▸ EXERCISE PROMPT: Copy the records word for word. Pictures do not go in.

(Referring expression pointing data)
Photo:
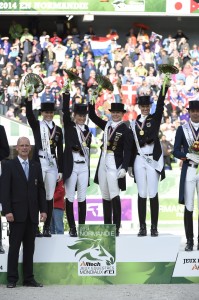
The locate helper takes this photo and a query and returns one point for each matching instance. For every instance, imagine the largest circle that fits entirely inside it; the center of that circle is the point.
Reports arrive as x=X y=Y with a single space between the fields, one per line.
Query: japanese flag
x=178 y=7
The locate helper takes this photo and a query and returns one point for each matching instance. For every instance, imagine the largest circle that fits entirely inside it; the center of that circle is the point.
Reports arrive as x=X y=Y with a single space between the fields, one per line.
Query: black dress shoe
x=142 y=231
x=11 y=285
x=46 y=232
x=73 y=232
x=154 y=231
x=32 y=283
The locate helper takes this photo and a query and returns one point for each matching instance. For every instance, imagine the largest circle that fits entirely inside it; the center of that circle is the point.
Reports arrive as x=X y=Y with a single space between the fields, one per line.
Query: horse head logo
x=92 y=250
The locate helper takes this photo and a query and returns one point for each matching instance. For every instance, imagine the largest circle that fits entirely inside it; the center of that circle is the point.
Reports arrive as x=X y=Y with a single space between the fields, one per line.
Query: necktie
x=110 y=130
x=25 y=167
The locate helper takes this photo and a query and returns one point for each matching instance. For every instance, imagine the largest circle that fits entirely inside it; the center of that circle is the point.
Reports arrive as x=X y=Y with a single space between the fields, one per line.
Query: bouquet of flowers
x=72 y=76
x=194 y=148
x=167 y=70
x=103 y=84
x=33 y=84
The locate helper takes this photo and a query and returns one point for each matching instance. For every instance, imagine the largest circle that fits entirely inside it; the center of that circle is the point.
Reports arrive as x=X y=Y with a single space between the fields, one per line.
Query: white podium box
x=138 y=260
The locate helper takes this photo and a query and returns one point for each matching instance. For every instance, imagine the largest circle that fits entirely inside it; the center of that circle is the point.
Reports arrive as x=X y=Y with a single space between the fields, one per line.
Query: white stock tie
x=25 y=167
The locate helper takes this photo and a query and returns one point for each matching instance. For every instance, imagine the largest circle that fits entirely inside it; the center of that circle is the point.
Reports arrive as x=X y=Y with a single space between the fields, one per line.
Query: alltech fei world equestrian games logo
x=95 y=250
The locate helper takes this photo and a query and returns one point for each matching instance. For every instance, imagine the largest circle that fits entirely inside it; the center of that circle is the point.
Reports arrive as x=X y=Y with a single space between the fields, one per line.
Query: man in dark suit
x=114 y=161
x=186 y=136
x=23 y=197
x=4 y=152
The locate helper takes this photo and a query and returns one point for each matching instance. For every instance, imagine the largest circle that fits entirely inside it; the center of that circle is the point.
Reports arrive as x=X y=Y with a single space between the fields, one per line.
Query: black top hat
x=80 y=109
x=144 y=100
x=117 y=107
x=47 y=106
x=193 y=104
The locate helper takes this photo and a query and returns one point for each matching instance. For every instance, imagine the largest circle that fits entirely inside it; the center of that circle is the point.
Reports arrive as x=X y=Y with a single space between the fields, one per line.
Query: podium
x=139 y=260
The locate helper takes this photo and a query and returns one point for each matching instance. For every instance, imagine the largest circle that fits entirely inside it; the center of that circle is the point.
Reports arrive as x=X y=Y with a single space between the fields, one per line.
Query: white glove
x=60 y=175
x=121 y=173
x=194 y=157
x=130 y=171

▸ ANSWER TO THE PROBLEM:
Photo:
The locate helper takes this photo and a query and returns one point for each matching instance. For every instance, imagine the largest circle that fits entirely inside it; the center of that circle is the point.
Reports arrive as x=X y=Y with a single space between the fields, one per line.
Query: japanese flag
x=178 y=7
The locate helper takes this photo and a query and returns one point for each matching instance. For every instance, imagine the largest circle that fits entirely inside it; the center of that circle is the point.
Reports arrive as x=X y=Y with a single space between the fields, one per line.
Query: black dress shoe
x=142 y=231
x=11 y=285
x=46 y=232
x=73 y=232
x=154 y=231
x=32 y=283
The locate helper takes this photo and a query and returns one point for each matching instance. For every instance, imagine the largest circle that fits entirely inside it; the center of that circle is the point.
Reports arrive as x=X y=Y with a single space between the fields, one per line.
Query: horse head logo
x=92 y=250
The locate helper takes this photo and a query and returns one point for each matching instance. For every instance, imagine the largest circle that fits entirely inside it; the center of that circle is the point.
Reports arrive as x=X y=Y with a single space between the fields, one per line.
Query: necktie
x=110 y=130
x=25 y=167
The locate helper takes this photo and a query and returns one point for each matching instance. For every instance, imagine the largest circle that fits entirely inside it; the center of that circle is the point.
Reports arrive as x=X y=Y with a single space between the fields, one per line.
Query: bouquet of flowers
x=72 y=76
x=194 y=148
x=167 y=70
x=103 y=84
x=33 y=84
The locate helper takes this photo and a query and returns one point for each matching instance. For every instance, imagine the largest circle that fits entirely inside it; the center of that circle is the point.
Reports arrive as x=X y=Y with a single space between the fields, one per line.
Query: white podium box
x=138 y=260
The locate helper takes this photo and a query and returns one point for each matching instance. For every instance, imagine the largest circle that fits entirely inside it; the center of that circle is the point.
Reports arrive as x=X y=Y with a single space between the fields, one per line.
Query: white stock tie
x=25 y=167
The locate helper takes this photo and a query and returns one point for each matching instance. For every instance, imagine the largest circle that fits entirely inside it; the center of that circle is the point.
Reports arrive as x=X y=Y with a single space between the fields, one per line.
Query: alltech fei world equestrian games logo
x=95 y=250
The locate helper takes this photo and a query and returns one point for each matching instance. For every instance, imagine the largest circle that fits entirely inside it; the center of that circle is the point.
Reports arrive as x=X y=Y with a single space between the fields, one per line.
Query: man in dark suit
x=114 y=161
x=186 y=136
x=23 y=197
x=4 y=152
The locate helper takes this photo and a query and returns one point for each matching instance. For every instance, imagine the largest circle that fits entirely inside it; the center of that circle is the point.
Reports arrive as x=X y=Y with a single space between the fields, one per line.
Query: black top hat
x=80 y=109
x=144 y=100
x=117 y=107
x=47 y=106
x=193 y=104
The locate helper takes this photo and a query and returns one point for each matching instance. For every instance, imagine the largest circle that fits entirely inside it; the center of that circle is the point.
Reports arrive as x=X y=Y with a single space between the fields, one per line.
Query: podium
x=139 y=260
The locate helper takes this photo and a query and returns one point for each matching instance. For every instance, imagine the largest circle that fits entirely inside it; the center of that circle is the point.
Reports arrive as x=X y=Y with a single space between the fields, one per line.
Query: white glove
x=60 y=175
x=121 y=173
x=194 y=157
x=130 y=171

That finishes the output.